**Text extract**.
This is the brute force algorithm: 

const type: point is new struct
    var float: x is 0.0;
    var float: y is 0.0;
  end struct;

const func float: distance (in point: p1, in point: p2) is
  return sqrt((p1.x-p2.x)**2+(p1.y-p2.y)**2);

const func array point: closest_pair (in array point: points) is func
  result
    var array point: result is 0 times point.value;
  local
    var float: dist is 0.0;
    var float: minDistance is Infinity;
    var integer: i is 0;
    var integer: j is 0;
    var integer: savei is 0;
    var integer: savej is 0;
  begin
    for i range 1 to pred(length(points)) do
      for j range succ(i) to length(points) do
        dist := distance(points[i], points[j]);
        if dist < minDistance then
          minDistance := dist;
          savei := i;
          savej := j;
        end if;
      end for;
    end for;
    if minDistance <> Infinity then
      result := [] (points[savei], points[savej]);
    end if;
  end func;

Sidef

Translation of: Raku
func dist_squared(a, b) {
    sqr(a[0] - b[0]) + sqr(a[1] - b[1])
}

func closest_pair_simple(arr) {
    arr.len < 2 && return Inf
    var (a, b, d) = (arr[0, 1], dist_squared(arr[0,1]))
    arr.clone!
    while (arr) {
        var p = arr.pop
        for l in arr {
            var t = dist_squared(p, l)
            if (t < d) {
                (a, b, d) = (p, l, t)
            }
        }
    }
    return(a, b, d.sqrt)
}

func closest_pair_real(rx, ry) {
    rx.len <= 3 && return closest_pair_simple(rx)

    var N = rx.len
    var midx = (ceil(N/2)-1)
    var (PL, PR) = rx.part(midx)

    var xm = rx[midx][0]

    var yR = []
    var yL = []

    for item in ry {
        (item[0] <= xm ? yR : yL) << item
    }

    var (al, bl, dL) = closest_pair_real(PL, yR)
    var (ar, br, dR) = closest_pair_real(PR, yL)

    al == Inf && return (ar, br, dR)
    ar == Inf && return (al, bl, dL)

    var (m1, m2, dmin) = (dR < dL ? [ar, br, dR]...
                                  : [al, bl, dL]...)

    var yS = ry.grep { |a| abs(xm - a[0]) < dmin }

    var (w1, w2, closest) = (m1, m2, dmin)
    for i in (0 ..^ yS.end) {
        for k in (i+1 .. yS.end) {
            yS[k][1] - yS[i][1] < dmin || break
            var d = dist_squared(yS[k], yS[i]).sqrt
            if (d < closest) {
                (w1, w2, closest) = (yS[k], yS[i], d)
            }
        }
    }

    return (w1, w2, closest)

**Exercise requirements**.
• A. Render every line of the rows as a JSON list of strings, one string per line, with blank lines left out. Leave the pictures out of the answer.
• B. Continue the closest-pair code from where it stops.
The closest-pair code and the rows that follow are separate material.

**Data for this task**.

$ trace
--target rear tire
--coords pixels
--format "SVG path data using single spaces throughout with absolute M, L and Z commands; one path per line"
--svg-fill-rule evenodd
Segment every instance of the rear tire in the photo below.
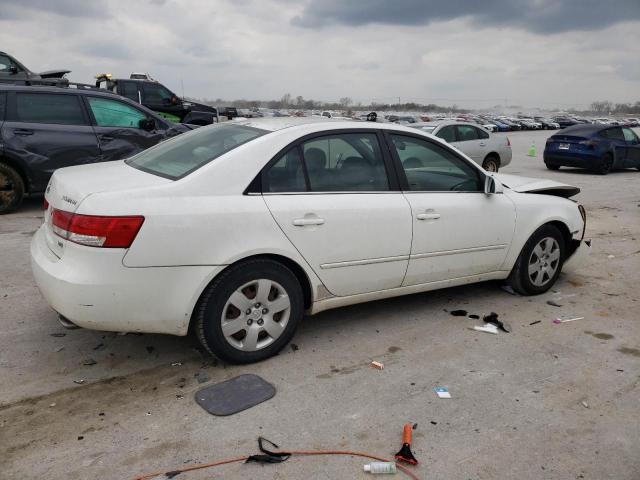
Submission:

**Responses to the exercise**.
• A.
[
  "$ trace",
  "--target rear tire",
  "--coords pixels",
  "--format \"SVG path data using single spaces throughout with absolute M, L and Z commands; one path per line\"",
  "--svg-fill-rule evenodd",
  "Segment every instance of the rear tire in the photo below.",
  "Submission:"
]

• B.
}

func closest_pair(r) {
    var ax = r.sort_by { |a| a[0] }
    var ay = r.sort_by { |a| a[1] }
    return closest_pair_real(ax, ay);
}

var N = 5000
var points = N.of { [1.rand*20 - 10, 1.rand*20 - 10] }
var (af, bf, df) = closest_pair(points)
say "#{df} at (#{af.join(' ')}), (#{bf.join(' ')})"

Smalltalk

See Closest-pair problem/Smalltalk

Swift

import Foundation

struct Point {
  var x: Double
  var y: Double

  func distance(to p: Point) -> Double {
    let x = pow(p.x - self.x, 2)
    let y = pow(p.y - self.y, 2)
    
    return (x + y).squareRoot()
  }
}

extension Collection where Element == Point {
  func closestPair() -> (Point, Point)? {
    let (xP, xY) = (sorted(by: { $0.x < $1.x }), sorted(by: { $0.y < $1.y }))
    
    return Self.closestPair(xP, xY)?.1
  }
  
  static func closestPair(_ xP: [Element], _ yP: [Element]) -> (Double, (Point, Point))? {
    guard xP.count > 3 else { return xP.closestPairBruteForce() }
    
    let half = xP.count / 2
    let xl = Array(xP[..<half])
    let xr = Array(xP[half...])
    let xm = xl.last!.x
    let (yl, yr) = yP.reduce(into: ([Element](), [Element]()), {cur, el in
      if el.x > xm {
        cur.1.append(el)
      } else {
        cur.0.append(el)
      }
    })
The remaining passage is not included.